*** MATERIALS PROVIDED Section Begins ***
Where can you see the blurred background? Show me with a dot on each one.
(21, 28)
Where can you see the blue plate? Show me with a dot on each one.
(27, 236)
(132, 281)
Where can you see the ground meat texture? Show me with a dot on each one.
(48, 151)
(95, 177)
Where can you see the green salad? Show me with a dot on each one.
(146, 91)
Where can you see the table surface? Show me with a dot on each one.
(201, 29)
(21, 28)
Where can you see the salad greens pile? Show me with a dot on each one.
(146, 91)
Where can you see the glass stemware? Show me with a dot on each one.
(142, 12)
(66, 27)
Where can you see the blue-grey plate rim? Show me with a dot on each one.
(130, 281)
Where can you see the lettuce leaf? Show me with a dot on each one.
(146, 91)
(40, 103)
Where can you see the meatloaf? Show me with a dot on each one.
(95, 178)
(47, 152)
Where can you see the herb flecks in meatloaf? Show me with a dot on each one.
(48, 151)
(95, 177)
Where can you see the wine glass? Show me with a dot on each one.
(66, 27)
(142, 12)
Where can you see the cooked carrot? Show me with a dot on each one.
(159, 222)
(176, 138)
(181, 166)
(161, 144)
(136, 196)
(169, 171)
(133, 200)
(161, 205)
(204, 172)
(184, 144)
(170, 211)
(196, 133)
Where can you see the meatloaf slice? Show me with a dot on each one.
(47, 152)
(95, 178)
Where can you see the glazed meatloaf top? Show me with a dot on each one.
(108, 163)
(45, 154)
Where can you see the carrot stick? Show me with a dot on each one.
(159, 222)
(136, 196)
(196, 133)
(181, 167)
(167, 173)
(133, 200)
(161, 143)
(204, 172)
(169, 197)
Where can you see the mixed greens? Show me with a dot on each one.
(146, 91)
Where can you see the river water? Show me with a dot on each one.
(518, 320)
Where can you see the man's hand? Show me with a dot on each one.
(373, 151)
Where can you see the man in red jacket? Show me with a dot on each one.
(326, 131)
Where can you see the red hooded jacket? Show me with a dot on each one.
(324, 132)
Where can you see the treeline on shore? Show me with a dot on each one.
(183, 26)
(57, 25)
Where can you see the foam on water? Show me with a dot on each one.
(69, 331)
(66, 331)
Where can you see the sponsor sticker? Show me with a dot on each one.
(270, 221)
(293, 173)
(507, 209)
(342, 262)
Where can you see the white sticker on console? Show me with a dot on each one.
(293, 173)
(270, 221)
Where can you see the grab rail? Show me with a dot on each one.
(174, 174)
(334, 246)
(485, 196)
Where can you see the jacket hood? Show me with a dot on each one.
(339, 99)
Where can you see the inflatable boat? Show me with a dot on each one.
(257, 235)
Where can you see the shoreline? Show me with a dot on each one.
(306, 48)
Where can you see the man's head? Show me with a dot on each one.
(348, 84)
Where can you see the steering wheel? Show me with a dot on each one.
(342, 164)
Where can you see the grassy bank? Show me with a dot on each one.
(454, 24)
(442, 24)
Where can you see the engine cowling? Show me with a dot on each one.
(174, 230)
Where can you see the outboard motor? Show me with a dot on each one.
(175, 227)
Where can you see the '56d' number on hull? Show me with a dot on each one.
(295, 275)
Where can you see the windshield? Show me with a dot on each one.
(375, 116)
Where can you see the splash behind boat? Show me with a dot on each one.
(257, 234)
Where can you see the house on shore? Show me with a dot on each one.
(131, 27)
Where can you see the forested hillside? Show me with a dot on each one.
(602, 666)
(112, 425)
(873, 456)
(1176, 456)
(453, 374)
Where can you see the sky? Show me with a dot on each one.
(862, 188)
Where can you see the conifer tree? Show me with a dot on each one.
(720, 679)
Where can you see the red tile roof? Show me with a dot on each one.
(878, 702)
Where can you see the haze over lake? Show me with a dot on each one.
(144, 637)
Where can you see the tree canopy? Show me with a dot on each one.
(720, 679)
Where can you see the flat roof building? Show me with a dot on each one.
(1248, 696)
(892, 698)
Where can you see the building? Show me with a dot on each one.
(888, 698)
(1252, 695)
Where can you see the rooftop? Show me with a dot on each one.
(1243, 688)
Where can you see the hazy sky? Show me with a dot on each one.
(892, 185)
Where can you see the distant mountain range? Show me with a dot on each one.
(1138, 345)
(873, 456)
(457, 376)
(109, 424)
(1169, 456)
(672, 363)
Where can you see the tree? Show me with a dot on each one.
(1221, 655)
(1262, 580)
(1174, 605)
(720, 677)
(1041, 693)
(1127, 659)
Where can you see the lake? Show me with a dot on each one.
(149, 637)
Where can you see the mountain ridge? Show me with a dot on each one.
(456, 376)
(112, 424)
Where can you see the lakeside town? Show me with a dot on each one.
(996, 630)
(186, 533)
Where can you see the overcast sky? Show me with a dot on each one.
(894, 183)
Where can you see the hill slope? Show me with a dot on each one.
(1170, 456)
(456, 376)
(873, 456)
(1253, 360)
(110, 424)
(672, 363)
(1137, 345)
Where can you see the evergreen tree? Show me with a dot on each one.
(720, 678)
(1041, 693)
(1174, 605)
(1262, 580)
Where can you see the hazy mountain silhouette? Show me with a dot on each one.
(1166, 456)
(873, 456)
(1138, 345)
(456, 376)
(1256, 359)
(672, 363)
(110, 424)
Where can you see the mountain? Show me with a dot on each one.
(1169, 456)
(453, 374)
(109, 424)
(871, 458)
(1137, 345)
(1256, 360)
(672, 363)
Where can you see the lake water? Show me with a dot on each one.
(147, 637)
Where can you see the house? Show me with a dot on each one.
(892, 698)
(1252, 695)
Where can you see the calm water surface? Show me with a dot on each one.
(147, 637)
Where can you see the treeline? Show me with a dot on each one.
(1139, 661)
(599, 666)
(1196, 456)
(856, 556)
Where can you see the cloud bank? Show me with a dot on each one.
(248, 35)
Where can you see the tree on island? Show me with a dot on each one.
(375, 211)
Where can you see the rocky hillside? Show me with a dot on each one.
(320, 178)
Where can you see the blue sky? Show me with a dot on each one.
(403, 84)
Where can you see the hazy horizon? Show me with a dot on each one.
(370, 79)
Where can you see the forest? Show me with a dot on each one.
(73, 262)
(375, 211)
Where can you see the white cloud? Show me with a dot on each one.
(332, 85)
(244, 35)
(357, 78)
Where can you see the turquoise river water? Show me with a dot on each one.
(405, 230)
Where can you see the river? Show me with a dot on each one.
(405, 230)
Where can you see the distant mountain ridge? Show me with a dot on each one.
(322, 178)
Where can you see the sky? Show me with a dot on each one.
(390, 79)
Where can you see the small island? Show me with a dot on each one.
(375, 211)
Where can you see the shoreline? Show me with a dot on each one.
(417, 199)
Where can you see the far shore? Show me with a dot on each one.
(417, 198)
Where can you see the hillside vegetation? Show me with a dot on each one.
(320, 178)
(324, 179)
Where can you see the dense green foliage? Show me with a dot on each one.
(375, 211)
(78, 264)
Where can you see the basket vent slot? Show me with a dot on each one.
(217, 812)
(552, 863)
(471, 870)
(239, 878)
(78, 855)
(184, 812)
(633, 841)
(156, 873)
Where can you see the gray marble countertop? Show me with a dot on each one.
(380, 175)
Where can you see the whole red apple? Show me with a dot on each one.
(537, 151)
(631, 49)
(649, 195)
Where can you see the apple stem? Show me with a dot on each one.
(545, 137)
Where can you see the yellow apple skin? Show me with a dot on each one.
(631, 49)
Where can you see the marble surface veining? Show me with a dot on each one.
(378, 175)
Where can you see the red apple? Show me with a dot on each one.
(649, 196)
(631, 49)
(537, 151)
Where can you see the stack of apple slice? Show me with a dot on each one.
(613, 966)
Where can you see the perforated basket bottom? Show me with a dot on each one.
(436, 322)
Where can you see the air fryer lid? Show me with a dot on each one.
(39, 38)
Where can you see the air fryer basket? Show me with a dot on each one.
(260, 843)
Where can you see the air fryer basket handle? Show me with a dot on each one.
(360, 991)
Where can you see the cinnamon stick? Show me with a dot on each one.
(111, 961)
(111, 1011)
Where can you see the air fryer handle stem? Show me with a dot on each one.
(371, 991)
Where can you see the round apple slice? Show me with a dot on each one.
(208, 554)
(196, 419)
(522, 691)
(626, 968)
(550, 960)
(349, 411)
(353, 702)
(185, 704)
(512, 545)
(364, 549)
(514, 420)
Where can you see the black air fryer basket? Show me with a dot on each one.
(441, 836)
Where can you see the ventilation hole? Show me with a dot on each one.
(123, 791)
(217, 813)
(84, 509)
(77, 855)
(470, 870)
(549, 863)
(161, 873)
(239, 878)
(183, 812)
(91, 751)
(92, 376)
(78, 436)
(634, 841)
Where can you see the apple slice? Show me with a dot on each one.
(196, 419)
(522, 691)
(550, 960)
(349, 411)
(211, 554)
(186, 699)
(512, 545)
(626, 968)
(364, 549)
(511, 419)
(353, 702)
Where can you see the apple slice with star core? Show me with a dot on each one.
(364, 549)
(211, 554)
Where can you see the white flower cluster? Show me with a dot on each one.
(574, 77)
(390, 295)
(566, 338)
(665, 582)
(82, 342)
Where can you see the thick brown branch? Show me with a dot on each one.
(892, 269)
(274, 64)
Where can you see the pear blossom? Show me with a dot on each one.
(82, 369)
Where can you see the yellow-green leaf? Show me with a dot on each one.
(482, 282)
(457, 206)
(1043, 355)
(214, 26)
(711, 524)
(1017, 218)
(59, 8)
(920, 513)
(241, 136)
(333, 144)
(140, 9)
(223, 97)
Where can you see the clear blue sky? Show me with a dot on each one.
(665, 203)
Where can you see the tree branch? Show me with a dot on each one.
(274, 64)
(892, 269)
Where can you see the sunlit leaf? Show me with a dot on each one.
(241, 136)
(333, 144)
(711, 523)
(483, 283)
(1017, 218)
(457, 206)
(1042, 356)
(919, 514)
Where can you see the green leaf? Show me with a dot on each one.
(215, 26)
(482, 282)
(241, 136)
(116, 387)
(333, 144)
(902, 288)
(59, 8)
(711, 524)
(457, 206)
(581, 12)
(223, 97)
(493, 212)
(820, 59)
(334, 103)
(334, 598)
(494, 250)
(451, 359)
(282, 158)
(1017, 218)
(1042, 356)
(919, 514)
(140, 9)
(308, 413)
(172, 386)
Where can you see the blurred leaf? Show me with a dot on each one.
*** MATERIALS PROVIDED Section Ends ***
EXERCISE OBJECTIVE: Send back exactly the lines of the listing above, beginning at the line containing "Where can you see the apple slice with" and ending with the last. Add nothing.

EXERCISE ANSWER:
Where can you see the apple slice with star core? Show me with a dot on each one.
(364, 549)
(211, 554)
Where can you see the white flower cluster? Show me with a dot on each one.
(574, 77)
(390, 295)
(566, 338)
(665, 582)
(82, 342)
Where can you see the thick brown branch? Show me with a dot on each one.
(892, 269)
(274, 64)
Where can you see the pear blossom? Show me with a dot on each one.
(82, 369)
Where can you see the yellow-green leaf? Show me with a dot on each one.
(482, 282)
(457, 206)
(1043, 355)
(214, 26)
(711, 524)
(1017, 218)
(59, 8)
(920, 513)
(241, 136)
(333, 144)
(140, 9)
(223, 97)
Where can you see the clear blue sky? Show me with a dot on each one.
(665, 203)
Where can you see the tree branch? Show me with a dot on each one.
(274, 64)
(892, 269)
Where can you see the sunlit leaf? Show me with a dot on each one.
(241, 136)
(333, 144)
(711, 523)
(483, 283)
(1017, 218)
(457, 206)
(1042, 356)
(919, 514)
Where can you see the green leaf? Show me with a dot on each one.
(215, 26)
(482, 282)
(241, 136)
(116, 387)
(333, 144)
(902, 288)
(59, 8)
(711, 524)
(457, 206)
(581, 12)
(223, 97)
(493, 212)
(820, 59)
(334, 103)
(334, 598)
(494, 250)
(451, 359)
(282, 158)
(1017, 218)
(1042, 356)
(919, 514)
(140, 9)
(308, 413)
(172, 386)
Where can you see the blurred leaf? Show me with a dot on each one.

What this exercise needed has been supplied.